# SOURCE TEXT
* * * *

One of the show's better satires of current TV fare is the Aesop & Son segment about a frightened rabbit (which in the DVD release is included between episodes 3 and 4 of "Mucho Loma") who is advised by a frog to develop a gimmick to intimidate anyone who might challenge him, just as Bat Masterson has his cane and The Rifleman has his repeating rifle. Being a rabbit he is able to wiggle his ears upon command, and for some inexplicable reason, this unnerves other more ferocious animals. Granted, making fun of TV westerns was a common comic trope in the early 1960s because the TV landscape was overrun with them. And this multitude made it necessary for show creators to come up with a different angle to make their show stand out from all the others, which is what eventually gave us, for example, Frontier Circus. What's surprising is that Ward and Scott didn't mock this series, as it seems tailor-made for their brand of humor and could have been a much funnier story than the rather tame "Bumbling Brothers Circus" story arc.

Easily the best Rocky and Bullwinkle story of 1962 is "Painting Theft" in which Boris and Natasha steal 10 old master paintings from a French museum and decide to hide them in Frostbite Falls, where they fall into the hands of Bullwinkle who first uses them to decorate his chicken coop and then whitewashes them when they seem to upset his chickens. The art world is another topic ripe for ridicule, and many other shows of the era take their jabs at it, though usually at "modern art" as something that any unskilled hack could produce. When Boris shows up incognito to reclaim his stolen paintings, he has to bargain with Bullwinkle to buy them back, but Rocky becomes suspicious of his initial offer and decides to have some art experts appraise them to ensure that Boris is offering a fair price. Initially, the critics are unimpressed, until Boris, in a panic that someone else may snatch his stolen masterpieces, keeps increasing his offer. Given that somebody is willing to pay a reasonable price suddenly makes the paintings valuable to the critics, who immediately claim Bullwinkle is a new genius in the world of art. Ward and Scott have exposed the art market's real motivation--profit--in assigning value to works of art (think Banksy's recent mockumentary Exit Through the Giftshop), and the outsize role that such "critics" have in determining which artists are true visionaries and which are hacks.

* * * *

[Data listing]
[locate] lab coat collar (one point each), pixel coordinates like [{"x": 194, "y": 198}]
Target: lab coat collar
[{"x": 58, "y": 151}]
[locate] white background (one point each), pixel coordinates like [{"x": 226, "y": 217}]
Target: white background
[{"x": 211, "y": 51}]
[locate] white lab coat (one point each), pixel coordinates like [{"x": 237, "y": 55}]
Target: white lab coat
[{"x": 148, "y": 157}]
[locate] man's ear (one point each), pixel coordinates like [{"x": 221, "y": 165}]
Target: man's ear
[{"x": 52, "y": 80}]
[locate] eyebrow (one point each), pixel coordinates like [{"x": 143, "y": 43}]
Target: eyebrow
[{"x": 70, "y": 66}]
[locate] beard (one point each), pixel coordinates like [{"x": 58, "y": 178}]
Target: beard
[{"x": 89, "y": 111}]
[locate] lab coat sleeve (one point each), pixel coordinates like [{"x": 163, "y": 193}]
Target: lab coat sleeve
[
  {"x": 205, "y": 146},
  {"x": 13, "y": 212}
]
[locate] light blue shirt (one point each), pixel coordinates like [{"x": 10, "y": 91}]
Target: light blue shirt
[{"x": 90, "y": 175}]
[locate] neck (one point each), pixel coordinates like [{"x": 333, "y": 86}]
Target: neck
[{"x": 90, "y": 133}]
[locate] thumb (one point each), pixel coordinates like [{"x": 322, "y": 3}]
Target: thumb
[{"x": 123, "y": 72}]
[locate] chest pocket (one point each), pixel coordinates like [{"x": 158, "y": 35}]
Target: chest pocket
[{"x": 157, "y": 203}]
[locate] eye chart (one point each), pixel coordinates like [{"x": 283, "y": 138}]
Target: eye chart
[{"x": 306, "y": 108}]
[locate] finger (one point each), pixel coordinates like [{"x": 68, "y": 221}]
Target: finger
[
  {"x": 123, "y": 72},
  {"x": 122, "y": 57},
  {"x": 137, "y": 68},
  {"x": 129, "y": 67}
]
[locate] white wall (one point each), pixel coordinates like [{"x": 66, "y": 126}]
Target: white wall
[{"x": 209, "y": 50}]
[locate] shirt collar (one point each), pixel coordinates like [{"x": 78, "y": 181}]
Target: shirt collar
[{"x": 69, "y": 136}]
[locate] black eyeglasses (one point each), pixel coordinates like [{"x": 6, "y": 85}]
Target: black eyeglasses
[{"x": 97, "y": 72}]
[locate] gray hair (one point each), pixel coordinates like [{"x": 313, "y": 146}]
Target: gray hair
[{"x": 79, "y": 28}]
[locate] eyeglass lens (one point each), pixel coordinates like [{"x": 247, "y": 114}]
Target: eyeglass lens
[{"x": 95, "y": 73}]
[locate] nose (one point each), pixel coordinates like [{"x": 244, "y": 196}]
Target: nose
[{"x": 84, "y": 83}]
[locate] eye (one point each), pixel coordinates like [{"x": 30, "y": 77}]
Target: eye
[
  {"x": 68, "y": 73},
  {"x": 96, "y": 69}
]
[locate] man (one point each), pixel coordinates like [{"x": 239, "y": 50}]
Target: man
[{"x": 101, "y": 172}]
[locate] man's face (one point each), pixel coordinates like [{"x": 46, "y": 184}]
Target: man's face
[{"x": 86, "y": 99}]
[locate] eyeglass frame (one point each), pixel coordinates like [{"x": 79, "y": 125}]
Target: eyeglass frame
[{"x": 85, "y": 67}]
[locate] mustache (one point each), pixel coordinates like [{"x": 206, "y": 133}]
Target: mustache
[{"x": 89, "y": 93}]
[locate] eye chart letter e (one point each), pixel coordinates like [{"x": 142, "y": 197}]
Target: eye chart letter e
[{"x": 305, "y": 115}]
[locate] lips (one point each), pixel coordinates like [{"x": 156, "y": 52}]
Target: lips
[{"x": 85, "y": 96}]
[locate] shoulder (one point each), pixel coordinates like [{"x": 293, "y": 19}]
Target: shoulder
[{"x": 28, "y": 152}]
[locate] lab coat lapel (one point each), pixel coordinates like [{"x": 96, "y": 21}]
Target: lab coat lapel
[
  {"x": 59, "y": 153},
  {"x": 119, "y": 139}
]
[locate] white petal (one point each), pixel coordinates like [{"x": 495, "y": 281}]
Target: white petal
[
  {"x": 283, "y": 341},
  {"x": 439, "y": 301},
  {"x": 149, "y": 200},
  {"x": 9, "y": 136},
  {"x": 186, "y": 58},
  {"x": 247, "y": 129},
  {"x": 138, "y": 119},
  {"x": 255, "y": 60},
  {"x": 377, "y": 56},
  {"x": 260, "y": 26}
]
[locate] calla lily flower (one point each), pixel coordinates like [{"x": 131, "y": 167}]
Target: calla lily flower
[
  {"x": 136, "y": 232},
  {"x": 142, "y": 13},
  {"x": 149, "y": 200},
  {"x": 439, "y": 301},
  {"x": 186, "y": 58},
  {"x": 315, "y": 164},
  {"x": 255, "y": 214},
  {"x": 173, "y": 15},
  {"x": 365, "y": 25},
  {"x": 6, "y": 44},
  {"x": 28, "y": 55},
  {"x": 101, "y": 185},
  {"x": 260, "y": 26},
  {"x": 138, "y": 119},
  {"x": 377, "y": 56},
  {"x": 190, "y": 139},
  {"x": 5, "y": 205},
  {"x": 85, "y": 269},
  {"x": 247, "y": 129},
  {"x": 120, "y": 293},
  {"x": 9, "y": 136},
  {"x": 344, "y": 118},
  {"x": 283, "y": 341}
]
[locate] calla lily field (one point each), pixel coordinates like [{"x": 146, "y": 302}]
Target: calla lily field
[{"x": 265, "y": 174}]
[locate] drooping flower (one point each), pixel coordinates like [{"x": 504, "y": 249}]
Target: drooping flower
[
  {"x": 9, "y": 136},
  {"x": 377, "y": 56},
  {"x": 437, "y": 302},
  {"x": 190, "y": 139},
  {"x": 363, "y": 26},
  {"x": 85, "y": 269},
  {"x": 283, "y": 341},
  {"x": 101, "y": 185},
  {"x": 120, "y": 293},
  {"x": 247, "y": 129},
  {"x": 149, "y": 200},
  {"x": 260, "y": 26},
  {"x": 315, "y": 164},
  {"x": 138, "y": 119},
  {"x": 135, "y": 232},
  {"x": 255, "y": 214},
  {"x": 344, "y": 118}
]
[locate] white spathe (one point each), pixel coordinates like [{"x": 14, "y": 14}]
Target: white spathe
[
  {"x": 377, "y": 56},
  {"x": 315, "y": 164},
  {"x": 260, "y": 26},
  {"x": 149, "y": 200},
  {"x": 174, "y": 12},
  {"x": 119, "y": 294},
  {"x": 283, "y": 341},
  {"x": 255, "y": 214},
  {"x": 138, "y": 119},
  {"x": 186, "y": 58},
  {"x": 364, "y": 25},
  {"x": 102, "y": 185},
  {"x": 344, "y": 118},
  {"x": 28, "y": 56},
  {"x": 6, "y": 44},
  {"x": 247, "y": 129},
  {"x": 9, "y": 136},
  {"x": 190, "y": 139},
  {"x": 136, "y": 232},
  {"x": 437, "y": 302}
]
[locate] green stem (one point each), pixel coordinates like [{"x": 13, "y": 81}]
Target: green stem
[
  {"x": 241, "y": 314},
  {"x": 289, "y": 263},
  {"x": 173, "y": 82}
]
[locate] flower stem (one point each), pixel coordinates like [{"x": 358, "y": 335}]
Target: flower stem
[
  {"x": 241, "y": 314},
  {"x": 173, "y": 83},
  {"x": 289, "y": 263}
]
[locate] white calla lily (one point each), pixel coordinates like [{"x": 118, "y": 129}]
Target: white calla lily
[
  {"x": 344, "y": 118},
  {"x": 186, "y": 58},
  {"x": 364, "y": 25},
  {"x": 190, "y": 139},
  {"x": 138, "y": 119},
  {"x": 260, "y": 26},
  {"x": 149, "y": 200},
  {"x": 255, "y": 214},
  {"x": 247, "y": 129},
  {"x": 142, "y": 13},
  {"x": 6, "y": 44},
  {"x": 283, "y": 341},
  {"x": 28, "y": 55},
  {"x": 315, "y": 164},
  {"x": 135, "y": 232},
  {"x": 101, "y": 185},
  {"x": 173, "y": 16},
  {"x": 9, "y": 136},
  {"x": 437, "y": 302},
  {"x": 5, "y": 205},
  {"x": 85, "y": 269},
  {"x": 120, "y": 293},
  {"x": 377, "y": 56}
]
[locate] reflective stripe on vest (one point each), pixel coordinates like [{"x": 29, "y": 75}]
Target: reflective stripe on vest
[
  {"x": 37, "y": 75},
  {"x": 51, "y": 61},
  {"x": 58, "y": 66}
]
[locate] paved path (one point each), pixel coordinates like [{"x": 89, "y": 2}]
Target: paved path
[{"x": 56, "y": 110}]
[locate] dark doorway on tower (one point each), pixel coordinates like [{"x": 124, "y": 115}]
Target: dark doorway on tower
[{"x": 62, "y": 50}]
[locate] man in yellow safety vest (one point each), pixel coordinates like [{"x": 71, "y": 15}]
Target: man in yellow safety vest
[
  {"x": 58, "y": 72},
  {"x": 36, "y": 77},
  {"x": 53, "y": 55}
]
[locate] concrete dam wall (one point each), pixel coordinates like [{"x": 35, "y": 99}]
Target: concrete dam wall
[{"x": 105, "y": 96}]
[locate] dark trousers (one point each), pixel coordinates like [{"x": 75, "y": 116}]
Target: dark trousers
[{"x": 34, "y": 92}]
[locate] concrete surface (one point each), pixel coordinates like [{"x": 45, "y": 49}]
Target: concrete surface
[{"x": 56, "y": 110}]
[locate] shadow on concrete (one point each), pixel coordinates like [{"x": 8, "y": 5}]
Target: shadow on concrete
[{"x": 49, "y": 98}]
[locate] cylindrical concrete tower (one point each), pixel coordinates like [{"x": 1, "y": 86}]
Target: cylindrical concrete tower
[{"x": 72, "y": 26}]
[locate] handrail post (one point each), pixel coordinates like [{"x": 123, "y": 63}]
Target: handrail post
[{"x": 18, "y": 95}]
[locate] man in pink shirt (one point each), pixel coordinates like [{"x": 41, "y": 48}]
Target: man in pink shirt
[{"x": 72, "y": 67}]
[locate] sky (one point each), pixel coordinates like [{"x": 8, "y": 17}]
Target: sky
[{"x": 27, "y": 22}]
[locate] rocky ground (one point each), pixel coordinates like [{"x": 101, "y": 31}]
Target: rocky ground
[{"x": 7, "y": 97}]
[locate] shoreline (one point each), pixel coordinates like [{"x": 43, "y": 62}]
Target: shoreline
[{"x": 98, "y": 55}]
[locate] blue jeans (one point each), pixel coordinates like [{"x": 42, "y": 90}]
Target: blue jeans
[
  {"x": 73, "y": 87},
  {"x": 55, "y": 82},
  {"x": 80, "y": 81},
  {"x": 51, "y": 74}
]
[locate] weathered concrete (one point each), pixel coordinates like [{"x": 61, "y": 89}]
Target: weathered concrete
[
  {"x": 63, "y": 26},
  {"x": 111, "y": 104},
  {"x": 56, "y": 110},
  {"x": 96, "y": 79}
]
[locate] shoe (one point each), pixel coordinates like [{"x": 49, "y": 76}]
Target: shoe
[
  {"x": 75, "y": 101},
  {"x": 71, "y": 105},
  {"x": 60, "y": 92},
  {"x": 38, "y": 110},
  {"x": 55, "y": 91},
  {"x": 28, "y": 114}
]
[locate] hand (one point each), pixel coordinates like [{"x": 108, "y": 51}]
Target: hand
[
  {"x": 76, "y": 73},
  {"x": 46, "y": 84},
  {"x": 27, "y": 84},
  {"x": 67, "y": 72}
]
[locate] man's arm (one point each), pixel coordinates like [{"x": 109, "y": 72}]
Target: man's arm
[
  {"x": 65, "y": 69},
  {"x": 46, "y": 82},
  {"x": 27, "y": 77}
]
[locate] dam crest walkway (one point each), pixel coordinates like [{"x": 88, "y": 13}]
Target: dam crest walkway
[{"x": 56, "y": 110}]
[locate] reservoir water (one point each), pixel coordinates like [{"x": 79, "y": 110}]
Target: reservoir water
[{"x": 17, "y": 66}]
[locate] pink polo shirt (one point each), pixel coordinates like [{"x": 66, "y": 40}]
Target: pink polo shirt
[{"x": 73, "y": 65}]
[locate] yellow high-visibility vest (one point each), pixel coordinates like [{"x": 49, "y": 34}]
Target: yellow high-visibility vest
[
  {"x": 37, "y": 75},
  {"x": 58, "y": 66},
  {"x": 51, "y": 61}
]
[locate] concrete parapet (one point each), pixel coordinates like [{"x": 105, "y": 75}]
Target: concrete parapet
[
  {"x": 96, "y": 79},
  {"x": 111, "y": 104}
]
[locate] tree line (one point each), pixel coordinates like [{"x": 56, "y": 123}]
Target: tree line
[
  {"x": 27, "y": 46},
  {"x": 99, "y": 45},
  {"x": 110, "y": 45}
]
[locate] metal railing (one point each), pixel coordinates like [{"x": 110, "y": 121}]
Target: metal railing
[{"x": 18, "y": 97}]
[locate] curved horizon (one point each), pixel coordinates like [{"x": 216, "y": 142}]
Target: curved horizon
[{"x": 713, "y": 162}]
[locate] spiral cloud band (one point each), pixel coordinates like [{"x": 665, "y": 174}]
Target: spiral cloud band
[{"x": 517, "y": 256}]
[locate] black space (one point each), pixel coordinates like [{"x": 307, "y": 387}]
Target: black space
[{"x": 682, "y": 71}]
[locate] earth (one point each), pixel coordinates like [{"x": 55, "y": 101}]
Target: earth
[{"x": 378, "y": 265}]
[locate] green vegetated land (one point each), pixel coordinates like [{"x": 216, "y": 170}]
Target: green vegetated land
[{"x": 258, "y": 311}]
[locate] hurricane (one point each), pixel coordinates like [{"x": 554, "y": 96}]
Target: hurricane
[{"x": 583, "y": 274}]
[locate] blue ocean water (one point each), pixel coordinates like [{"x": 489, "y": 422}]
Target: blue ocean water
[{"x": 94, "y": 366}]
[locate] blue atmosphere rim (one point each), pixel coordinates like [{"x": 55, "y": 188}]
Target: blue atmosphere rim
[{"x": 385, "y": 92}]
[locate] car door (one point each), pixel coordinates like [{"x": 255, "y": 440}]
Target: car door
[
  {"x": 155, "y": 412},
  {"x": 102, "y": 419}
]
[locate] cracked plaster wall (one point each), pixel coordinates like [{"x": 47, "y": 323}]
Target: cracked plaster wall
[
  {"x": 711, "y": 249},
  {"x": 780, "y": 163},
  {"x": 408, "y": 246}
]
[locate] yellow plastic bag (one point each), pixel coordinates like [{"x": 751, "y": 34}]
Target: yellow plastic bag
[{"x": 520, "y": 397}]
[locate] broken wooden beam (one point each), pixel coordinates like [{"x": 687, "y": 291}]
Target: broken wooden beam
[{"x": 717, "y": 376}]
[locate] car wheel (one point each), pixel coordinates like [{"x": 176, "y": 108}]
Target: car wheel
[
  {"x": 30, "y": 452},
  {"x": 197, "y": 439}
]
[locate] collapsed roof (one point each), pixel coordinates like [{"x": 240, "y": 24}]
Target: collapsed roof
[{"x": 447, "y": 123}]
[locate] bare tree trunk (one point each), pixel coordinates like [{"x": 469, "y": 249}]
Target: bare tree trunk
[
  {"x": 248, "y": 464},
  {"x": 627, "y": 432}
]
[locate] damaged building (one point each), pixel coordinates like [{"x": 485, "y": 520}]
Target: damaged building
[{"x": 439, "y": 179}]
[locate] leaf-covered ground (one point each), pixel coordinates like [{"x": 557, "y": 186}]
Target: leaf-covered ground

* * * *

# AIM 1
Sum up the Rocky and Bullwinkle text in two sentences.
# AIM 2
Answer these questions from the Rocky and Bullwinkle text:
(a) What can the rabbit do on command that unnerves other animals?
(b) Which series does the text say seems tailor-made for Ward and Scott's humor but was not mocked?
(c) Where do Boris and Natasha decide to hide the stolen paintings?
# AIM 3
Extend the Rocky and Bullwinkle text with a further paragraph, picking up after its final sentence.

# EXPECTED OUTPUT 1
The show mocks TV westerns in an Aesop & Son segment where a frightened rabbit is told by a frog to develop a gimmick like those of Bat Masterson and The Rifleman, and his ear-wiggling unnerves fiercer animals. In the 1962 story "Painting Theft," Bullwinkle ends up with ten old master paintings stolen by Boris and Natasha, and critics hail him as a new genius in the art world only after Boris keeps raising his offer, which exposes profit as the art market's real motivation.

# EXPECTED OUTPUT 2
(a) Wiggle his ears.
(b) Frontier Circus.
(c) Frostbite Falls.

# EXPECTED OUTPUT 3
This story, like many others in the series, also demonstrates Ward and Scott's anti-authority beliefs. The fact that Captain "Wrong Way" Peachfuzz keeps turning up as a high-ranking government agent, as in "Topsy Turvy World," and wisecracks like the term "military intelligence" is a contradiction further illustrate this view, while the heroes of the show are ordinary citizens of the midwest who aren't very bright and are easily misled. But the cynicism runs even deeper as many episodes from 1962 have Bullwinkle and Rocky commenting on the fact that they are cartoon heroes and therefore have to behave a certain way even if it makes no sense. In short, no one seems to have a clue about anything, which, depending on your point of view, could be hilarious or deeply depressing. However, no matter how dark things may seem, there is always Dudley Do-Right to cheer us up. Despite the other segments of the show becoming more watered-down and repetitive, the Dudley Do-Right segments always seem fresh and funny, perhaps because they are more rare--he appears in only about 1 out of every 4 episodes. It's possible more Dudley and less Peabody, Fractured Fairy Tales, and Aesop & Son would have made The Bullwinkle Show a bigger hit. In 1969 the Dudley Do-Right segments were repackaged with segments of "The World of Commander McBragg," "Tooter Turtle," and "The Hunter" and billed as The Dudley Do-Right Show. It ran only 13 episodes and contained no new Dudley Do-Right material, still leaving us wanting more.

The Actors

For the biographies of Bill Scott, June Foray, Paul Frees, Daws Butler, Walter Tetley, Hans Conried, William Conrad, Edward Everett Horton, and Charlie Ruggles, see the 1960 post on Rocky and His Friends.

Notable Guest Stars

Season 5, Episode 2 "A Red Letter Day": Julie Bennett (voiced Cindy Bear on The Yogi Bear Show, Yogi's Gang, and The New Yogi Bear Show, Lois Lane on The Superman/Aquaman Hour of Adventure, Kitty Jo and Chessie on Cattanooga Cats, Lady Constance and Queen Anne on The Banana Splits Adventure Hour, Monica on Dinky Dog, and Aunty May Parker on Spider-Man: The Animated Series) voices the fisherman's wife on Fractured Fairy Tales.